__SHORT EXERCISE__.
Render every line of the entries below as a numbered list, skipping blank lines. Omit the pictures from the output.

=== MATERIAL TO PROCESS ===

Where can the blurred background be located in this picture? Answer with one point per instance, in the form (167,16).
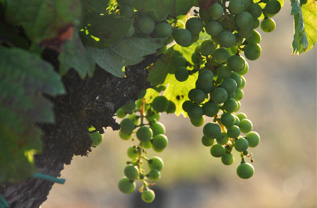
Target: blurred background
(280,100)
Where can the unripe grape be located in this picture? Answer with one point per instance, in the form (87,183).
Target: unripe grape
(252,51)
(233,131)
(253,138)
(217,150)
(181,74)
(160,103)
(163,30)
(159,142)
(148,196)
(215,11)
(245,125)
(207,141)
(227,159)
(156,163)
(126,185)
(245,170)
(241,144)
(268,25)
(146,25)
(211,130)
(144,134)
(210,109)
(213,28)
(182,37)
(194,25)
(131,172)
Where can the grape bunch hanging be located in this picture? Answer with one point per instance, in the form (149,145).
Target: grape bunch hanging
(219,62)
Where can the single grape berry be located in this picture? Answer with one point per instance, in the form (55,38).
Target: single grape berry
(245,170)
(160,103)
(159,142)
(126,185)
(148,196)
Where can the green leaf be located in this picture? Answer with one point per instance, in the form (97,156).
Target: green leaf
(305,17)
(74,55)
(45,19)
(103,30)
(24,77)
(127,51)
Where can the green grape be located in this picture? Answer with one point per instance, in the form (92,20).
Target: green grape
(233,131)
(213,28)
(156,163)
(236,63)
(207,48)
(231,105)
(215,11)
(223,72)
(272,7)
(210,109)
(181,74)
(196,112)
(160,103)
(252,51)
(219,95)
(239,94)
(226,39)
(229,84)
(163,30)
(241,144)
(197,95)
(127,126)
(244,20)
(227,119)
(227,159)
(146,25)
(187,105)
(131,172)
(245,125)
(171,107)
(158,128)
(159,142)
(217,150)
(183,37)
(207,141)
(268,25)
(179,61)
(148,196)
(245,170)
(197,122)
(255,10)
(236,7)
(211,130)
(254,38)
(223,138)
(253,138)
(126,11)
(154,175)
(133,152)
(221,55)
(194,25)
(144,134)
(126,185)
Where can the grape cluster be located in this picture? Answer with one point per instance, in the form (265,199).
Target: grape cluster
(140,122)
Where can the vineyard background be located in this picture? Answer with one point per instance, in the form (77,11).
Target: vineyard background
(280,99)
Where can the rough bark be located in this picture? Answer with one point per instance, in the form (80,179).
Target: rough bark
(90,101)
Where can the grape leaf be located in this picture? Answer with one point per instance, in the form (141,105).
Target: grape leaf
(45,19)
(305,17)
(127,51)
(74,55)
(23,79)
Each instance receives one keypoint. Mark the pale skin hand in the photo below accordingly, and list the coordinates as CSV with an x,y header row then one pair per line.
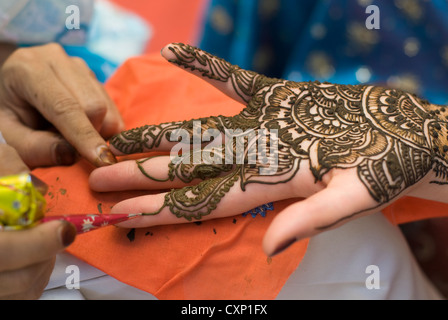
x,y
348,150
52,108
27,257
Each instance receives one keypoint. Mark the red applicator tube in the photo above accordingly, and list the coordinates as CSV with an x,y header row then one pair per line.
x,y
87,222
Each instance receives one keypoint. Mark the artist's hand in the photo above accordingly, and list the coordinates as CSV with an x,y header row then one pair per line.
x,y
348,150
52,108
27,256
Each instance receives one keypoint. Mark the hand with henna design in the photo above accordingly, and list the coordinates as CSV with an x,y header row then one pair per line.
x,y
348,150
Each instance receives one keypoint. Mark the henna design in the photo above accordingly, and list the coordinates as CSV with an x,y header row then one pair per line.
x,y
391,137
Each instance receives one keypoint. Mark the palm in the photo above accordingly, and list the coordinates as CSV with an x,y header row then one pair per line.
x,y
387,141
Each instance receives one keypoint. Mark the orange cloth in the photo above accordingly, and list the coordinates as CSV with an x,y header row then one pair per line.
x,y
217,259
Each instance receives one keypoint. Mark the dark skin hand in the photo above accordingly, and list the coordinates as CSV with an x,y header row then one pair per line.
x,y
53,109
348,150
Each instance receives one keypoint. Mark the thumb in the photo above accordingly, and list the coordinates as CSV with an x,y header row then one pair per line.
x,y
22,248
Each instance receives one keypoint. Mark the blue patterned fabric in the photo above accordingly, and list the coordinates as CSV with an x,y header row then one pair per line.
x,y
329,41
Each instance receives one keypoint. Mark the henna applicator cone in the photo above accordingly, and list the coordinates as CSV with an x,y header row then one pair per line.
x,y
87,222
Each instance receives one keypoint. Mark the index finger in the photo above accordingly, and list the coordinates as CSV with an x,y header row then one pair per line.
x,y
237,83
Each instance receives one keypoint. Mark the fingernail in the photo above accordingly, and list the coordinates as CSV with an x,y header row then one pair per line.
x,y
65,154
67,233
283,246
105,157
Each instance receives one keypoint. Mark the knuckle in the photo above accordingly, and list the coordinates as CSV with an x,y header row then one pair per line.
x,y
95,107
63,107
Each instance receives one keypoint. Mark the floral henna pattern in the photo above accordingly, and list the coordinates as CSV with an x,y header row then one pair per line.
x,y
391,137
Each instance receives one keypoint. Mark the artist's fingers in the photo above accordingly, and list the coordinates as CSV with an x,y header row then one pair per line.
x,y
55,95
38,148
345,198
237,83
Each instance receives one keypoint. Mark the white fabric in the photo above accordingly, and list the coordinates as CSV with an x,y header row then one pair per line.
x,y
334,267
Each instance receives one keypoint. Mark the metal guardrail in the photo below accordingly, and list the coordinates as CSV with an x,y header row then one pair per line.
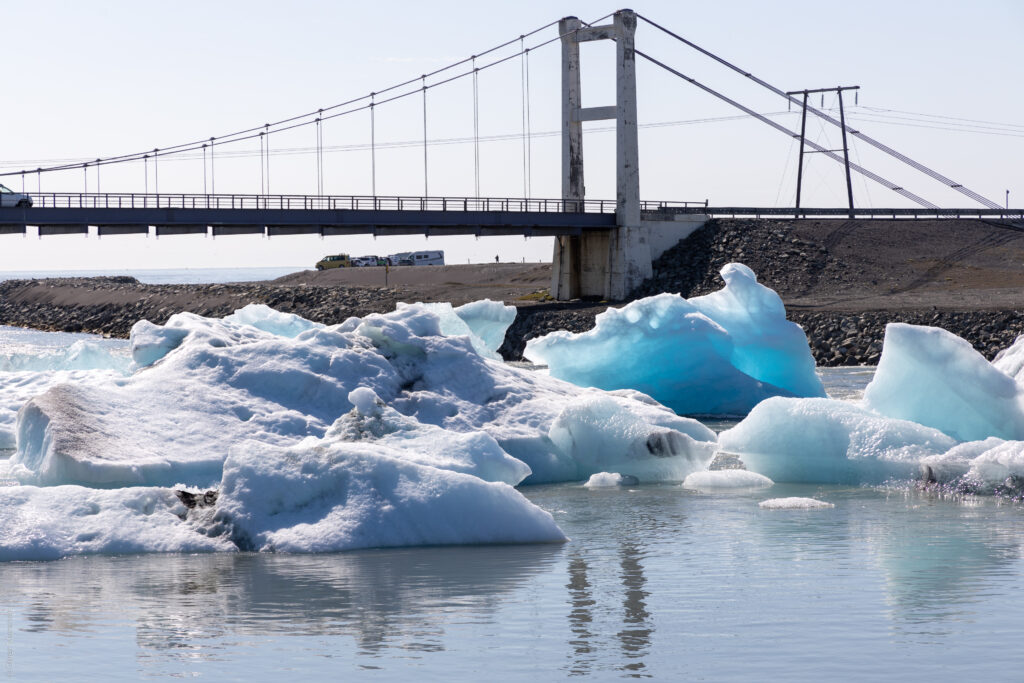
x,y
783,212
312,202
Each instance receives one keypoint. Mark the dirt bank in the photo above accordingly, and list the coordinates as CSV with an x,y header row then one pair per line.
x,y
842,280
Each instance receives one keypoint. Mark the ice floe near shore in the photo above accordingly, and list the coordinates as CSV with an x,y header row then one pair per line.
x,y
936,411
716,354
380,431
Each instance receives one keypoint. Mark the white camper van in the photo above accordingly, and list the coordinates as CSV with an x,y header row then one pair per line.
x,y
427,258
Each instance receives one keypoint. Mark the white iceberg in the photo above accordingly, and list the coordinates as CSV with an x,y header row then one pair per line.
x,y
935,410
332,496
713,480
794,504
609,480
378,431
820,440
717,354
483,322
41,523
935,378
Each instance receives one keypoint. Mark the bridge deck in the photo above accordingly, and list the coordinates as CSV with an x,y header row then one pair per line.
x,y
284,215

===

__RESPONSE__.
1. Where can the blurred background be located in this picture? Answer with one point per instance, in the form (167,16).
2. Target: blurred background
3. (280,100)
4. Where can the unripe grape be located in this picture? Answer with one point per instance, in the form (87,183).
5. Target: unripe grape
6. (252,51)
7. (233,131)
8. (253,138)
9. (217,150)
10. (181,74)
11. (160,103)
12. (163,30)
13. (159,142)
14. (148,196)
15. (215,11)
16. (245,125)
17. (207,141)
18. (227,159)
19. (156,163)
20. (126,185)
21. (245,170)
22. (241,144)
23. (268,25)
24. (146,25)
25. (211,130)
26. (144,134)
27. (210,109)
28. (213,28)
29. (182,37)
30. (194,25)
31. (131,172)
32. Where can the grape bunch hanging be located in this picture? Answer with one point per instance, in the form (149,145).
33. Target: grape bunch hanging
34. (219,62)
35. Where can the single grape berry be located in this picture? Answer with one point per instance, in the form (55,38).
36. Target: single grape berry
37. (245,170)
38. (160,103)
39. (159,142)
40. (126,185)
41. (148,196)
42. Where can the green leaf be located in this picture? Answer with one point per instance, in the form (97,156).
43. Target: green leaf
44. (305,17)
45. (74,55)
46. (45,19)
47. (103,30)
48. (24,77)
49. (127,51)
50. Where can the green grape be located in this picture? Answer with one point per instance, in the form (92,20).
51. Target: green grape
52. (233,131)
53. (213,28)
54. (156,163)
55. (236,63)
56. (207,48)
57. (231,105)
58. (215,11)
59. (223,72)
60. (272,7)
61. (210,109)
62. (181,74)
63. (196,112)
64. (160,103)
65. (252,51)
66. (219,95)
67. (239,94)
68. (226,39)
69. (229,84)
70. (163,30)
71. (241,144)
72. (197,95)
73. (127,126)
74. (244,20)
75. (227,119)
76. (227,159)
77. (146,25)
78. (187,105)
79. (131,172)
80. (245,125)
81. (171,107)
82. (158,128)
83. (159,142)
84. (217,150)
85. (183,37)
86. (207,141)
87. (268,25)
88. (179,61)
89. (148,196)
90. (245,170)
91. (197,122)
92. (255,10)
93. (236,7)
94. (211,130)
95. (254,38)
96. (223,138)
97. (253,138)
98. (126,11)
99. (154,175)
100. (133,152)
101. (221,55)
102. (194,25)
103. (144,134)
104. (126,185)
105. Where can the grape cluster be located in this picture? Answer with one point per instance, in the form (265,199).
106. Target: grape cluster
107. (140,122)
108. Where can the vineyard background be located in this picture? Answer with one point per instance, in the form (77,11).
109. Target: vineyard background
110. (280,99)
111. Where can the rough bark be located in this picture? Answer with one point per instance, in the form (80,179).
112. Target: rough bark
113. (90,101)
114. Where can the grape leaf be located in this picture? Answer with one point per instance, in the form (141,105).
115. Target: grape leaf
116. (45,19)
117. (305,17)
118. (127,51)
119. (74,55)
120. (23,79)
121. Each instance receives one keypoint. Mark the pale skin hand in the photo below accordingly, and list the coordinates as CSV with an x,y header row then one pair per line.
122. x,y
123. 348,150
124. 52,108
125. 27,257
126. Each instance receives one keypoint. Mark the red applicator tube in the photo above accordingly, and list the coordinates as CSV with an x,y header row then one pair per line.
127. x,y
128. 87,222
129. Each instance receives one keypoint. Mark the artist's hand in the photo above accordingly, and list the coordinates as CSV with an x,y header row then one pair per line.
130. x,y
131. 348,150
132. 52,108
133. 27,256
134. Each instance receives one keypoint. Mark the hand with henna design in the photo above accordingly, and list the coordinates as CSV with an x,y header row then one pair per line.
135. x,y
136. 348,150
137. Each instance receives one keypoint. Mark the henna design in the photo above accordingly, and list the coordinates as CSV with an x,y header row then one pair per line.
138. x,y
139. 391,137
140. Each instance receives one keypoint. Mark the palm in the photo above accordingly, and list the coordinates as CSV with an x,y header row then one pair per line.
141. x,y
142. 387,141
143. Each instance receives one keypoint. Mark the orange cloth in the photo above accordingly, and list the coordinates as CSV with an x,y header row then one pair per line.
144. x,y
145. 217,259
146. Each instance receives one keypoint. Mark the dark skin hand in the photo above accordingly, and list the coordinates as CSV with an x,y header row then one pair per line.
147. x,y
148. 53,109
149. 348,150
150. Each instance receives one keypoint. Mark the thumb in the photo above accordingly, and list the coordinates as CSV with an x,y header row then one pair per line.
151. x,y
152. 22,248
153. Each instance receives one keypoint. Mark the blue patterned fabric in the photo above accordingly, and list the coordinates as CSV with an x,y header row then one pair per line.
154. x,y
155. 329,41
156. Each instance receives one keypoint. Mark the henna applicator cone in the photo above accordingly, and list the coordinates as CSV with an x,y header row then one pair per line.
157. x,y
158. 87,222
159. Each instance receives one keypoint. Mark the index finger in the photo above accordingly, and list the coordinates as CSV with an x,y header row then one pair per line.
160. x,y
161. 237,83
162. Each instance receives one keypoint. Mark the fingernail in the photo above accordingly, and list the coordinates as CSV with an x,y header row then one pair per line.
163. x,y
164. 65,154
165. 67,233
166. 283,246
167. 105,157
168. Each instance receives one keypoint. Mark the knuckle in the photo above accordingly, and list the coordinates as CSV with an x,y header row then one pair per line.
169. x,y
170. 95,107
171. 63,107
172. Each instance receives one keypoint. Mark the floral henna pattern in the photo above accordingly, and list the coordinates as CSV with an x,y header row then one pair per line.
173. x,y
174. 391,137
175. Each instance receives one keypoint. Mark the artist's fingers in the photo above accordingly, and list the coordinates as CSV with an x,y header row then one pair per line.
176. x,y
177. 55,95
178. 38,148
179. 345,198
180. 237,83
181. Each instance receives one keypoint. Mark the white fabric in the photo above accordingly, and list the coordinates as CSV with an x,y header row then one pair per line.
182. x,y
183. 334,267
184. Each instance receives one keypoint. Mark the metal guardrail in the photo below accordingly, and list the coordinates as CSV with an x,y header row then one pair per line.
185. x,y
186. 783,212
187. 312,202
188. Each instance receives one keypoint. Mark the dirt bank in the photo above accordingly, and list the coordinates as CSV with an x,y header row then one pair per line.
189. x,y
190. 842,280
191. Each instance receives one keypoint. Mark the ice floe near shore in the photo above accordingly, and list the coordinates as CSV with an x,y header row then one pair per line.
192. x,y
193. 936,411
194. 716,354
195. 380,431
196. Each instance receives one keypoint. Mark the white camper van in the photo above accordingly, and list the coordinates as CSV with an x,y header row then one pair per line.
197. x,y
198. 427,258
199. Each instance receives one keypoint. Mark the white iceberg in the photo above accordingly, and list the coordinates as CSV with an x,y header row then one pair per line.
200. x,y
201. 935,410
202. 332,496
203. 713,480
204. 794,504
205. 609,480
206. 378,431
207. 820,440
208. 717,354
209. 483,322
210. 41,523
211. 935,378
212. Each instance receives one keypoint. Mark the bridge deck in the photo above accordingly, and list the coordinates as CSV with an x,y header row then one pair per line.
213. x,y
214. 284,215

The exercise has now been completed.